%%

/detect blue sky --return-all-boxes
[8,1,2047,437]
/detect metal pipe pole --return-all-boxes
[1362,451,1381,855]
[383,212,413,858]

%%

What needs to be done:
Your task is to repeat every entry above exactly.

Written solution:
/detect blue sky --return-all-boxes
[8,1,2047,437]
/detect metal pipe pole --return-all-boxes
[1362,451,1381,855]
[383,212,413,858]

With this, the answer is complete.